◆ **Request**
Write out every line of the records below word for word, leaving out the pictures.

--- BEGIN ---

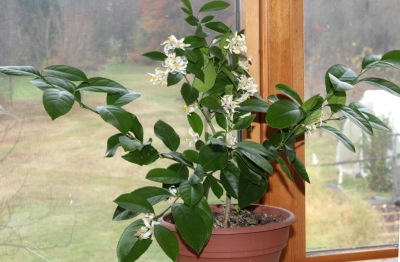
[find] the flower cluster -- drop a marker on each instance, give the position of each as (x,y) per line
(173,63)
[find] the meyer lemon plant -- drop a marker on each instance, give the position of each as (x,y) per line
(218,92)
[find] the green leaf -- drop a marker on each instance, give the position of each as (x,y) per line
(129,144)
(214,6)
(189,94)
(67,72)
(215,186)
(190,225)
(338,85)
(191,155)
(290,92)
(218,27)
(383,84)
(252,147)
(284,113)
(212,104)
(146,156)
(250,192)
(195,41)
(167,241)
(209,79)
(129,247)
(103,85)
(174,78)
(213,157)
(300,169)
(191,190)
(253,105)
(230,179)
(244,122)
(122,99)
(284,167)
(117,117)
(57,102)
(354,116)
(165,176)
(112,145)
(196,123)
(137,128)
(340,136)
(19,70)
(155,55)
(167,134)
(134,203)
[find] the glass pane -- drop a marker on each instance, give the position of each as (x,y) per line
(353,198)
(56,187)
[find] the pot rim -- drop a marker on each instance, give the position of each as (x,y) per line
(289,219)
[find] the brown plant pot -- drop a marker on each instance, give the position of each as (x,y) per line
(256,244)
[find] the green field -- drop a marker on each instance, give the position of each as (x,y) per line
(57,188)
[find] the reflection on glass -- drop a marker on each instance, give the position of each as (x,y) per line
(353,200)
(56,189)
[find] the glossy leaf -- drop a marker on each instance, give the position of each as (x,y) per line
(354,116)
(156,56)
(191,190)
(165,176)
(134,203)
(283,113)
(253,105)
(230,179)
(57,102)
(196,123)
(383,84)
(284,167)
(290,92)
(67,72)
(214,6)
(129,247)
(112,145)
(19,70)
(117,117)
(190,225)
(129,144)
(300,169)
(209,79)
(167,241)
(213,157)
(147,155)
(189,94)
(167,134)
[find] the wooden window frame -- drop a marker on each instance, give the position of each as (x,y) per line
(275,39)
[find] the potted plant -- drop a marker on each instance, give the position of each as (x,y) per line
(220,94)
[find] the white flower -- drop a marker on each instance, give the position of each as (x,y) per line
(237,44)
(245,63)
(160,77)
(247,84)
(172,42)
(148,230)
(175,63)
(190,108)
(229,105)
(230,139)
(192,137)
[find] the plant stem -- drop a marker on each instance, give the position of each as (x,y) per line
(227,211)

--- END ---

◆ **Result below**
[find] the flower cluster -- drop a marker on each instance, give the position of each as (x,y) per line
(173,63)
[find] the meyer lemon plant -- drop a marker on each instance, give the position of each as (x,y) per line
(218,92)
[find] the green leaf -- drop a marker on each instance, give the position of each as (x,y) per line
(129,144)
(214,6)
(189,94)
(67,72)
(215,186)
(190,225)
(338,85)
(191,155)
(290,92)
(218,27)
(383,84)
(252,147)
(284,113)
(212,104)
(146,156)
(250,192)
(195,41)
(167,241)
(209,79)
(129,247)
(103,85)
(174,78)
(213,157)
(300,169)
(191,190)
(253,105)
(230,179)
(244,122)
(122,99)
(284,167)
(117,117)
(57,102)
(354,116)
(165,176)
(112,145)
(196,123)
(137,128)
(340,136)
(19,70)
(155,55)
(167,134)
(134,203)
[find] the glass pane -- drop a marker on each instance, give the position of each as (x,y) per line
(353,198)
(56,187)
[find] the pot rim -- drop a marker on each instance, give the position of each as (x,y) per line
(289,219)
[find] the brown plant pot -- drop a marker on each instance, give the position of each as (x,y) per line
(256,244)
[find] the green field -- drop a marker on each instance, give the position of each as (x,y) per line
(57,188)
[find] the reflection on glass -- drop a marker on each instance, give the position of each as (x,y) per line
(353,200)
(56,189)
[find] the glossy leaf -- drop a marker on each instance, give the position of each as (x,y) per line
(354,116)
(156,56)
(191,190)
(165,176)
(134,203)
(283,113)
(253,105)
(230,179)
(57,102)
(196,123)
(383,84)
(284,167)
(290,92)
(67,72)
(214,6)
(129,247)
(112,145)
(19,70)
(117,117)
(190,225)
(129,144)
(300,169)
(209,79)
(167,241)
(213,157)
(147,155)
(189,94)
(167,134)
[find] the wooden window frame -- drop a marker on each instance, give the position of each as (x,y) per line
(275,39)
[find] the potted plant -- drop a marker on each instance, give the position of each as (x,y) per line
(220,94)
[find] the white flower -- drop a marker on each instance, give the position of each as (x,y) per line
(237,44)
(245,63)
(160,77)
(247,84)
(172,42)
(148,230)
(175,63)
(190,108)
(229,105)
(230,139)
(192,137)
[find] the plant stem -- drop a marker on each instance, give the position of each as (x,y) per line
(227,211)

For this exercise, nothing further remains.